Required task 1:
Transcribe the part of the Humminbird Helix thread that opens with the words containing "The raymarine dragonfly" and closes with "works in Saltwater.".
Required task 2:
From the Humminbird Helix thread, list each post header with its author name and date, in the order they appear.
Required task 3:
Answer these from the Humminbird Helix thread:
(a) Which unit does the first poster say seems to come with better maps?
(b) What screen size would keep that unit's cost down?
(c) In what kind of water does the second poster wonder how the Helix works?
** Start of Page text **
# Humminbird Helix



## Bamajo (Apr 11, 2013)

Does anyone have an opinion on this depth finder? I'm trying to find something to put on my towee with gps and down imaging. The online reviews are mixed. I know most flats fishermen don't need the fish finding feature but I fish lakes and rivers more than salt.
The raymarine dragonfly seems to come with better maps but will cost me more unless I get a 4 inch screen. I'm afraid that might be too small. Does anyone have any recommendations or other models to check?


----------



## brunjesr (Jul 31, 2015)

I'm also looking at this unit. Most of reviews I can find are from guys fishing lakes and rivers. I'm wondering how it works in Saltwater.


----------



## Bamajo (Apr 11, 2013)
** End of Page text **
** Start of Provided material **
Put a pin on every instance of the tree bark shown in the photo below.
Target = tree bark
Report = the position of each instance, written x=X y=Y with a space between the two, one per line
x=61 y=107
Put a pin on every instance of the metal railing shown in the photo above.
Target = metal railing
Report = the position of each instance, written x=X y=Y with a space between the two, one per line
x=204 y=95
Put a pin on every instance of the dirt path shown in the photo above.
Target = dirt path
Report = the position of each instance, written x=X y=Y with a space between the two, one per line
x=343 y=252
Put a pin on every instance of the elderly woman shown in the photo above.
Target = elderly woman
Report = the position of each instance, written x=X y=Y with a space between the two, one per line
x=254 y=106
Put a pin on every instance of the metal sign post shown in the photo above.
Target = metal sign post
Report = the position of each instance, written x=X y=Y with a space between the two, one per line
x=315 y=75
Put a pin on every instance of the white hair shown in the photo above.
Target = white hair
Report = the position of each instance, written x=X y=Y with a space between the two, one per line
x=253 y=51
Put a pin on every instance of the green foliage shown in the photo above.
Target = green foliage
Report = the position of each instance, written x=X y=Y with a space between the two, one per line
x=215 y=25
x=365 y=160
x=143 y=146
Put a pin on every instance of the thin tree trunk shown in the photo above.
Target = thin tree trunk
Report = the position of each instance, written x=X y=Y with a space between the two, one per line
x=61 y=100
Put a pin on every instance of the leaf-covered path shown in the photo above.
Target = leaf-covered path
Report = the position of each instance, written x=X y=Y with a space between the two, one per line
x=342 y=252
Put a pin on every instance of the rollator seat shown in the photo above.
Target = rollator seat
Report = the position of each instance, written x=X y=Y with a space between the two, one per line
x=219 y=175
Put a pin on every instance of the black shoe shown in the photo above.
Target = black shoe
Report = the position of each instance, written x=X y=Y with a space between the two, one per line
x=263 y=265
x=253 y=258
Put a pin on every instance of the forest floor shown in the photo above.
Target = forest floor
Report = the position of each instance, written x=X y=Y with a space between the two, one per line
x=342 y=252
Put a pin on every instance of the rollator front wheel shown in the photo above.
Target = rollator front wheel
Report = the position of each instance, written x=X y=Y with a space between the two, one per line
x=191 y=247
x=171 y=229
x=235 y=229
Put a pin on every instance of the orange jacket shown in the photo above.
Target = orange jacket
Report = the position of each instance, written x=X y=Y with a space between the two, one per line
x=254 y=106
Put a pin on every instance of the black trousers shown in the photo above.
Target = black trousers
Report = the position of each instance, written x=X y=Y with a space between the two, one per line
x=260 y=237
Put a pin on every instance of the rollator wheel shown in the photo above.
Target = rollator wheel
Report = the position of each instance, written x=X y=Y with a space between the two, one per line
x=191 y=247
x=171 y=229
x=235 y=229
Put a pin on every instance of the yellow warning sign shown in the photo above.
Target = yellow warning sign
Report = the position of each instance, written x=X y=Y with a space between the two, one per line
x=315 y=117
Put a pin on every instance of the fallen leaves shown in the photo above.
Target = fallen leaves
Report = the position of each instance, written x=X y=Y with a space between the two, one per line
** End of Provided material **
Task solution 1:
The raymarine dragonfly seems to come with better maps but will cost me more unless I get a 4 inch screen. I'm afraid that might be too small. Does anyone have any recommendations or other models to check?


----------



## brunjesr (Jul 31, 2015)

I'm also looking at this unit. Most of reviews I can find are from guys fishing lakes and rivers. I'm wondering how it works in Saltwater.

Task solution 2:
- Bamajo (Apr 11, 2013)
- brunjesr (Jul 31, 2015)
- Bamajo (Apr 11, 2013)

Task solution 3:
(a) The Raymarine Dragonfly.
(b) A 4-inch screen.
(c) Saltwater.